Could you please guide me on this?

Best Regards.

This should responds exactly to the A,B,C and D requirements :

S=${1:6}
IP="Logged this from host ${S%:*}"
P=${S##*:}
if [ "$P" = "*" ]
then # case B
    echo "$IP"
elif I=$(expr index $P '-')
then # case D
    echo "$IP range ${P:0:$((I-1))} ${P:$I}"
elif I=$(expr index $P ',')
then # case C
    echo -e "$IP port ${P:0:$((I-1))}\n$IP port ${P:$I}"
else # case A
    echo "$IP port $P"
fi

call this with your log line as argument

Thanks for sharing this so quickly, frans.

I know basic scripting only. Honestly, I am looking at each line right now to understand what it means. Please, if it's possible, can you remark on regex used here.

Also, I checked this script. There are some points I observed during testing:

a. When I execute the script with parameter of 'log tcp://1.2.3.4:80', it throws syntax error.
b. There's no check on IP octet / values; i.e. if we give an i/p of 1.2.3.4.5.6.7.8.9.0, then it will be printed as is.
c. When there are more than 2 ports, the second line puts p2, p3 n so on together, instead of on separate lines.
d. There are 100s of entries in a log file, so instead of feeding an IP:port one by one, I want to automate it.

- GIVEN INFORMATION:
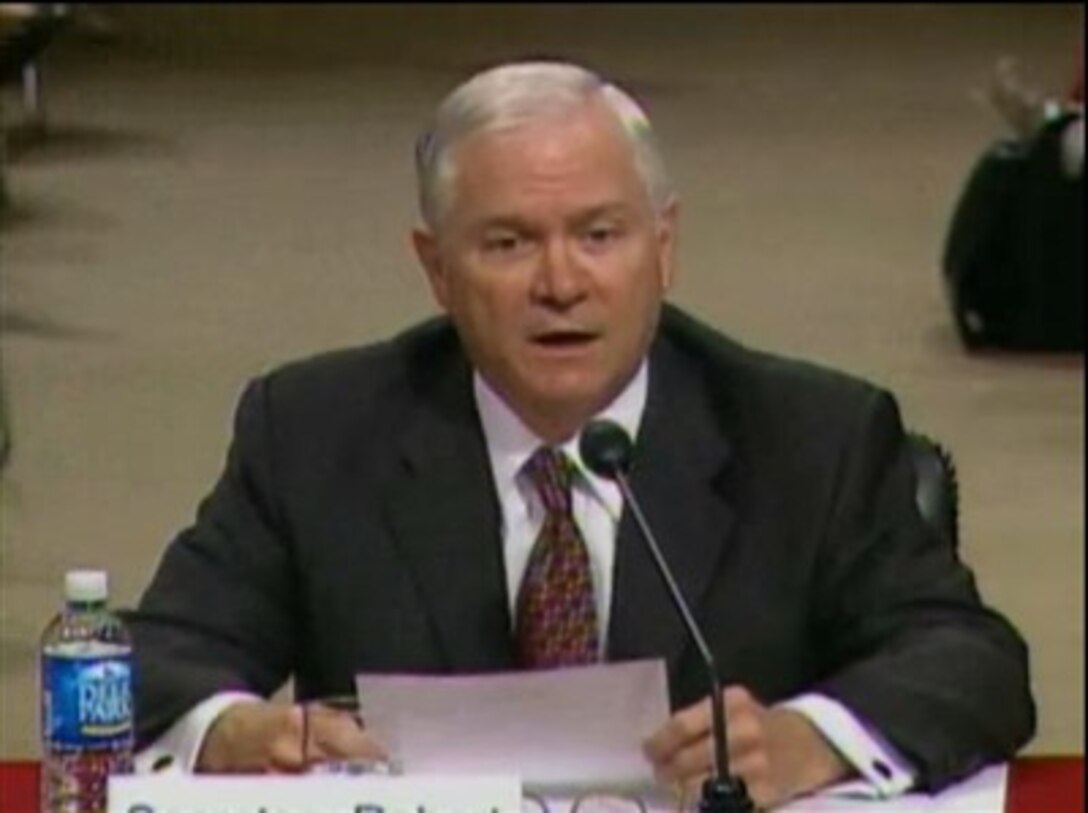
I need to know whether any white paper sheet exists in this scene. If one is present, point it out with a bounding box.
[356,661,669,789]
[546,765,1005,813]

- TASK TO CARRY OUT: Pick up the forum thread about the shell script for parsing IP and port log lines after its final sentence, and continue it.

- EXERCISE RESULT:
e. How can I add more conditional checks in the script. For example, if I see a record -> log tcp://1.2.3.4:3389 -> then I'd want to put it as -> RDP from home system 1.2.3.4 port 3389.
f. is there a way without regex :stuck_out_tongue:

Update:
I read the regex and just wanted to add what I understood from the script components above. Running the script for 2 ports -> log tcp://1.2.3.4:100-110:

S=${1:6}	                            <-- initializing S as an array / what is 1:6?
IP="Logged this from host ${S%:*}"    <-- implies take any value before :
P=${S##*:}	                            <-- implies take any value after :
if [ "$P" = "*" ]	                            <-- check if value of P is eq to *
then # case B
    echo "$IP"
elif I=$(expr index $P '-')	            <-- locates the char '-' in P and returns index value (?) to I (why?) / how is I = 3 here?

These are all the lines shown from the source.